— Start of RECORD LIST —

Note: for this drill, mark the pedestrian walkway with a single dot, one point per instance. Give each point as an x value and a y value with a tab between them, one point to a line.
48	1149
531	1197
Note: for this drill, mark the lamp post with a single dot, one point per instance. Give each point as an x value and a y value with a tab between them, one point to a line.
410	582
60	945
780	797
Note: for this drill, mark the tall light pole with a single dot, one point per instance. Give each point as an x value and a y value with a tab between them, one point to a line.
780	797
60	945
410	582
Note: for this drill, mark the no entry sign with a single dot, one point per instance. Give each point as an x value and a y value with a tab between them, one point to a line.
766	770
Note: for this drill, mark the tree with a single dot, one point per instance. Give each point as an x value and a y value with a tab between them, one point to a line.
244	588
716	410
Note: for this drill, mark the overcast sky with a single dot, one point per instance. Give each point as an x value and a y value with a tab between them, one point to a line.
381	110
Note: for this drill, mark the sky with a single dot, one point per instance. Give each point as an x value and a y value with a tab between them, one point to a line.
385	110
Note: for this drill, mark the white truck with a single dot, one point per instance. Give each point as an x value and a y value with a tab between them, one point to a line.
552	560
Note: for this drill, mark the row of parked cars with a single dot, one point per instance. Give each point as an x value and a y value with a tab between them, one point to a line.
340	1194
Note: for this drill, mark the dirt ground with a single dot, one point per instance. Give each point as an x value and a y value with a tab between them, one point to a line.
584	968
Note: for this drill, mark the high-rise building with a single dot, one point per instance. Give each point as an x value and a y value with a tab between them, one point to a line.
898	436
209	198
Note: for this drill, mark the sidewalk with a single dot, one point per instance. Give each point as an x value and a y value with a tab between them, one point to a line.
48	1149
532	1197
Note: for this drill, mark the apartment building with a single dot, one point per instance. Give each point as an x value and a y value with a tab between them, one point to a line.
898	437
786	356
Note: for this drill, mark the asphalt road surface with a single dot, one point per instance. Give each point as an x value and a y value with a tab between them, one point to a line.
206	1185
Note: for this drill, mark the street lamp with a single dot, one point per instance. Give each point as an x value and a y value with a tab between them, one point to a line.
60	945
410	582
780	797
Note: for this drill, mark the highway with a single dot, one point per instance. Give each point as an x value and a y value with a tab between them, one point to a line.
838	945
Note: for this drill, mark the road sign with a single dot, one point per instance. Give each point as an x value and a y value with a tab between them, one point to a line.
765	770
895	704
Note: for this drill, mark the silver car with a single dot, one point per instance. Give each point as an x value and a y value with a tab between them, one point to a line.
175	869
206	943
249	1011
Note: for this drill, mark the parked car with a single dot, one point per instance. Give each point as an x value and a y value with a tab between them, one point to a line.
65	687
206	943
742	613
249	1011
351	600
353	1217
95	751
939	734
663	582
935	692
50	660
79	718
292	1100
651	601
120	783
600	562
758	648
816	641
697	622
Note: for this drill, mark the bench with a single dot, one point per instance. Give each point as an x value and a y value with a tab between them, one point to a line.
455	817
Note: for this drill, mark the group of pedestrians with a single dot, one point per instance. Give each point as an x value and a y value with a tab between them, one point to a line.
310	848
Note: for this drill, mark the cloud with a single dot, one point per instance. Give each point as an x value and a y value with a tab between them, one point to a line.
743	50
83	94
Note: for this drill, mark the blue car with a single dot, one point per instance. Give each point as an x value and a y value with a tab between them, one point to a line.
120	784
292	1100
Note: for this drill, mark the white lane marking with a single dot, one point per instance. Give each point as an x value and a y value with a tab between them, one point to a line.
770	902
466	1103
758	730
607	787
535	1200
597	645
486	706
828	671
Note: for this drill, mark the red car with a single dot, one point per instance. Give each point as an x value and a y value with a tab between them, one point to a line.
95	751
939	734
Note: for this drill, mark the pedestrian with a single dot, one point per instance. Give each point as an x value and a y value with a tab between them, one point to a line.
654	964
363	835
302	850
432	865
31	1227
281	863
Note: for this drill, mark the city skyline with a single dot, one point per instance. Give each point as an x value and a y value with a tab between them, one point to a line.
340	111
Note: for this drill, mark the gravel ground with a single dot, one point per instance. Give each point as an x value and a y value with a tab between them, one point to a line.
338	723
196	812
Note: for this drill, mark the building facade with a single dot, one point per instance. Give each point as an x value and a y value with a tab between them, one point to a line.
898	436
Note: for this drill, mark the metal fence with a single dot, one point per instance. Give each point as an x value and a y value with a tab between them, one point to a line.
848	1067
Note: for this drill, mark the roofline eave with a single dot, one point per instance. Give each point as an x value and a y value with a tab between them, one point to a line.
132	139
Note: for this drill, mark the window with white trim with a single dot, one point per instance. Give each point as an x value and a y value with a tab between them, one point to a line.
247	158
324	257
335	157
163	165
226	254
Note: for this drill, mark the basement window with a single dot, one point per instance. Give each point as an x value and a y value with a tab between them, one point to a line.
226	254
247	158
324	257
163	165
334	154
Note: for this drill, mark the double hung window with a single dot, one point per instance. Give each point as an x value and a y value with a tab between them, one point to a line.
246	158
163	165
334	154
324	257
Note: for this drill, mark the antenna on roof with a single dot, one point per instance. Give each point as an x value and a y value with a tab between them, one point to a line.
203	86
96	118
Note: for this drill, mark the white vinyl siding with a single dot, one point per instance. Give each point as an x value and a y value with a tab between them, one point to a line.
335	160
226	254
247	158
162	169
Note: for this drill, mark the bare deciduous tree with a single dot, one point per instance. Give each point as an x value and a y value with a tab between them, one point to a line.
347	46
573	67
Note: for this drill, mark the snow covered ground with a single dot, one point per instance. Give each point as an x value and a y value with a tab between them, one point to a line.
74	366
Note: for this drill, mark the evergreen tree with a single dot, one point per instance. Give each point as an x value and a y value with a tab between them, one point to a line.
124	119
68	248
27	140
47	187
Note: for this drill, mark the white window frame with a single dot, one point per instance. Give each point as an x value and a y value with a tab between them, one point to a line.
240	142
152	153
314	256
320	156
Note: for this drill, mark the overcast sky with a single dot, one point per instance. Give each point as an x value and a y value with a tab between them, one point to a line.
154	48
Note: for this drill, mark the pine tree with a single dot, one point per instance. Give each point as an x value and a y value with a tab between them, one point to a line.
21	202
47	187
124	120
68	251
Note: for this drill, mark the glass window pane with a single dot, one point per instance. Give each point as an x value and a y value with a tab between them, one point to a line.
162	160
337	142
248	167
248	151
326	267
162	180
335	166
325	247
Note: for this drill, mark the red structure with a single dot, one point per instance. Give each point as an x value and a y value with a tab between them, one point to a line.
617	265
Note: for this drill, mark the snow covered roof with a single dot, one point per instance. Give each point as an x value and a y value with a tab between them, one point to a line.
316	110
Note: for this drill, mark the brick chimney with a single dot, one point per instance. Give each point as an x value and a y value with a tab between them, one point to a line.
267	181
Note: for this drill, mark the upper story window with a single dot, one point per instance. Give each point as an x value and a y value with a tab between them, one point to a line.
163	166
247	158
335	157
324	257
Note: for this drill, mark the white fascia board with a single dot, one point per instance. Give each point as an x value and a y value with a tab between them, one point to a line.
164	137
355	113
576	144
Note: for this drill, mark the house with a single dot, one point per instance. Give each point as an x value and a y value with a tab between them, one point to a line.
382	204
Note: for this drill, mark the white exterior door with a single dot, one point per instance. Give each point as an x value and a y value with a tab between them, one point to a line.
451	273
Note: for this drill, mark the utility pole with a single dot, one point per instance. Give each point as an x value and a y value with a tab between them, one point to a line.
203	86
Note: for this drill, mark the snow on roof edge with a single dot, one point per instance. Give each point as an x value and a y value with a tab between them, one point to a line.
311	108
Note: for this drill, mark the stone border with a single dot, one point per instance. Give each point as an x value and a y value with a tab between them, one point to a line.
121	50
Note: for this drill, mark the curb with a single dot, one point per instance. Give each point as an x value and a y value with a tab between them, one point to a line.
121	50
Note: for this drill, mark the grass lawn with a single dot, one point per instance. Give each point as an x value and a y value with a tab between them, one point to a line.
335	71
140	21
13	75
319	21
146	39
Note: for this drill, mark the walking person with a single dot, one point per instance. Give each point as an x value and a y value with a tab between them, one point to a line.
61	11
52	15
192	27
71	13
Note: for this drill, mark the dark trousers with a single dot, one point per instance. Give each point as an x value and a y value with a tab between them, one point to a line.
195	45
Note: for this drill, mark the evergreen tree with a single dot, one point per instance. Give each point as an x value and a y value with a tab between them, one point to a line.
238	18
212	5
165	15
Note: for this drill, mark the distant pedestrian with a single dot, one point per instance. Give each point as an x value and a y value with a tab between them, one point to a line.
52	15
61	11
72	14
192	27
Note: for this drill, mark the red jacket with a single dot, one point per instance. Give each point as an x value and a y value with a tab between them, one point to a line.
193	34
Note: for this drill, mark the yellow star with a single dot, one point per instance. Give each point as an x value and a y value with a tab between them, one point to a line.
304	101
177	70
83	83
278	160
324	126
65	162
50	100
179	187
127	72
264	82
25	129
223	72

— End of RECORD LIST —

> [EXERCISE PROMPT]: Word for word, quote the lines from the line containing "Note: for this drill, mark the distant" through the end of the material, both included, and nothing else.

> [ANSWER TO THIS PROBLEM]:
Note: for this drill, mark the distant pedestrian with a single dot, one point per instance. Give each point as an x value and a y value with a tab between them, one point to a line.
52	15
61	11
72	14
192	27
Note: for this drill, mark the red jacket with a single dot, one point per instance. Give each point as an x value and a y value with a tab between them, one point to a line.
193	34
Note: for this drill, mark the yellow star with a single dot, one point per instance. Give each point as an x value and a y value with a tab between them, one point to a line.
304	101
177	70
83	83
278	160
324	126
65	162
50	100
179	187
127	72
264	82
25	129
223	72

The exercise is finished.